* TASK GOAL
Copy only what runs from the line containing "BATCH JOB #2094 — Class: soccer player" through the end of the material below, line for line, with both ends included.

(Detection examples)
================================

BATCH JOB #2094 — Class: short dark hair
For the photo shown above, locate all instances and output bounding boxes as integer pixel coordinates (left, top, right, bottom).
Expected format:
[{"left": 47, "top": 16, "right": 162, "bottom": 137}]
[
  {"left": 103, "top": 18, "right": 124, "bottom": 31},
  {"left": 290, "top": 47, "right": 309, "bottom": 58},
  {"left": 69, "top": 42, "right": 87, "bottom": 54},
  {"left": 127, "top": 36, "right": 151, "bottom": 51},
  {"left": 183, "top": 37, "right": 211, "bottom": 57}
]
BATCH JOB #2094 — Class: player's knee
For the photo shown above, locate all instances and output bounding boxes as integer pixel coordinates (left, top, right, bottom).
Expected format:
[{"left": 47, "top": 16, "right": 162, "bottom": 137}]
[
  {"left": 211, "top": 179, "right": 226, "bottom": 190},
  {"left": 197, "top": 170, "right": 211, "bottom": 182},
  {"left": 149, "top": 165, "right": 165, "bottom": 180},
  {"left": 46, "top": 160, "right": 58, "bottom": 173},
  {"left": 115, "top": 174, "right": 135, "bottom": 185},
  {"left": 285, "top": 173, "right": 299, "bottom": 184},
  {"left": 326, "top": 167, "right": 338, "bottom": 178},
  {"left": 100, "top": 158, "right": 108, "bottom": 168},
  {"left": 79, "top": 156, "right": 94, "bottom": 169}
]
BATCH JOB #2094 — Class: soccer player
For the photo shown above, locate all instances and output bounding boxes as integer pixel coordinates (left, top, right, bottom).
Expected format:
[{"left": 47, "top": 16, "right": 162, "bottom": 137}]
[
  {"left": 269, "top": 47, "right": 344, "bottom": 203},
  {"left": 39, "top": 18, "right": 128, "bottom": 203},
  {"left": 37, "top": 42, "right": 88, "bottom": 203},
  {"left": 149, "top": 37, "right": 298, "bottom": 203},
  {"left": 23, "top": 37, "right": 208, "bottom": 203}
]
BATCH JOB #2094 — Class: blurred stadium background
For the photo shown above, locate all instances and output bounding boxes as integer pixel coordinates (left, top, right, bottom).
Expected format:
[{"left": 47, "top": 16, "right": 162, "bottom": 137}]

================================

* ANSWER FOR THIS EXERCISE
BATCH JOB #2094 — Class: soccer player
For the photo shown above, locate all instances and output bounding boxes as integer pixel coordinates (left, top, right, bottom).
Expected format:
[{"left": 47, "top": 16, "right": 162, "bottom": 137}]
[
  {"left": 269, "top": 47, "right": 344, "bottom": 203},
  {"left": 39, "top": 18, "right": 128, "bottom": 203},
  {"left": 37, "top": 42, "right": 88, "bottom": 203},
  {"left": 149, "top": 37, "right": 298, "bottom": 203},
  {"left": 23, "top": 37, "right": 208, "bottom": 203}
]
BATCH JOB #2094 — Class: blurred stadium background
For the photo shown above, locate all instances and output bounding boxes as integer pixel coordinates (left, top, right, bottom).
Expected format:
[{"left": 47, "top": 16, "right": 162, "bottom": 137}]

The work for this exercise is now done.